**Source material**
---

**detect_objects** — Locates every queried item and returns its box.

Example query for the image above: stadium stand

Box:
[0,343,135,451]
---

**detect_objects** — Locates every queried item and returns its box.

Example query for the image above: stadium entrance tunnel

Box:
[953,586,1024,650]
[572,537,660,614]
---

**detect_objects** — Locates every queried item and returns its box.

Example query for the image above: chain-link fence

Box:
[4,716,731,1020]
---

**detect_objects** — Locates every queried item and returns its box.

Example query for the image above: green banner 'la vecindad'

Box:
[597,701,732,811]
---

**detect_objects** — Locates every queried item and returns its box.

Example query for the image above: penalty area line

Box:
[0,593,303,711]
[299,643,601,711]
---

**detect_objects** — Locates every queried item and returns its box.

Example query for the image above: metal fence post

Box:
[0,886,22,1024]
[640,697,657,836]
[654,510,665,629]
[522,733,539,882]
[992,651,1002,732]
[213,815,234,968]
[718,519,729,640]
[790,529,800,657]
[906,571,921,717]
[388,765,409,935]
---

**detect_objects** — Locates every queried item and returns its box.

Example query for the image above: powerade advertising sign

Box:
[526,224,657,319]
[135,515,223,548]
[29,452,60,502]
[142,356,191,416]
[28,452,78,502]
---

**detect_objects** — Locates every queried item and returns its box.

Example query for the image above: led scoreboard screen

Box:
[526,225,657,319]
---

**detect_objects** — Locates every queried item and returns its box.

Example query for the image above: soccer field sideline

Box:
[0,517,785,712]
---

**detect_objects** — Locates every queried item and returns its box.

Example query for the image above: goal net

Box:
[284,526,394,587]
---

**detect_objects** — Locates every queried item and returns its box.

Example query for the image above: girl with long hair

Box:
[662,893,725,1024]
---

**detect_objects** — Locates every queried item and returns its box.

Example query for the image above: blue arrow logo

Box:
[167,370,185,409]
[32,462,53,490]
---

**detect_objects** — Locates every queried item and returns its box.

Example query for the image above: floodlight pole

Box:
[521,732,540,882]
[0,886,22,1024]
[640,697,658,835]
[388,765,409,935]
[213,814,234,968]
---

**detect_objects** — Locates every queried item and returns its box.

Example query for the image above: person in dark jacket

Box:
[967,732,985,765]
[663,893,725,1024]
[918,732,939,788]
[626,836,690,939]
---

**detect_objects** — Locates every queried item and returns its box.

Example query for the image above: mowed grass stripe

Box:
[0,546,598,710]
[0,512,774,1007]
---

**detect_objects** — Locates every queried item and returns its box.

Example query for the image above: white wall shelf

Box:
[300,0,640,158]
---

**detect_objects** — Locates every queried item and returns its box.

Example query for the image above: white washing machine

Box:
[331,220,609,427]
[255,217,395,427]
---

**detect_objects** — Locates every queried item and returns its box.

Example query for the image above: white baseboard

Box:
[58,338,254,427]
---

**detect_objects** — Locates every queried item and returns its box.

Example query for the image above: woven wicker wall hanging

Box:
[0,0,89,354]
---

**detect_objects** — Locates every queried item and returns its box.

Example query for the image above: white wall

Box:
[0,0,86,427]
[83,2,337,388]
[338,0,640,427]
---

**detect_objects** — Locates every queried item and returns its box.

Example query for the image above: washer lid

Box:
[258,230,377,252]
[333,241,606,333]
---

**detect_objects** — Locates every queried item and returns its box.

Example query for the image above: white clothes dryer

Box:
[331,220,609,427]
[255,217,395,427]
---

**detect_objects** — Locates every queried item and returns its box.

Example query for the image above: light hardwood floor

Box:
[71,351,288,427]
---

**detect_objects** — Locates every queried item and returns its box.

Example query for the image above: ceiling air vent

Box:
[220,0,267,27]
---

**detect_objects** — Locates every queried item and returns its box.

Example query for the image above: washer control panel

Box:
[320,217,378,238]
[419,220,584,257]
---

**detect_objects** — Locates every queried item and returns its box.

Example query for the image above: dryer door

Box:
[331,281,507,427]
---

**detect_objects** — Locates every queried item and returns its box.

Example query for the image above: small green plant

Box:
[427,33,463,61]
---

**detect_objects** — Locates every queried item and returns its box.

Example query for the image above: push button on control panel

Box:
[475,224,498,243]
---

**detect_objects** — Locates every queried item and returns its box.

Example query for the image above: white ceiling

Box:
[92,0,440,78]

**Exercise description**
Rewrite the listing from its first line through the line containing "[572,537,660,614]", replacing "stadium stand" with "grandstand" and leaving everything else unchanged.

**Exercise answer**
---

**detect_objects** — Locates every queried item and returns its box.

Example query for the image above: grandstand

Box:
[0,343,135,451]
---

**detect_objects** — Locates every queried item and returns its box.

Example query for the image above: stadium entrance tunnel

Box:
[953,586,1024,650]
[572,537,660,614]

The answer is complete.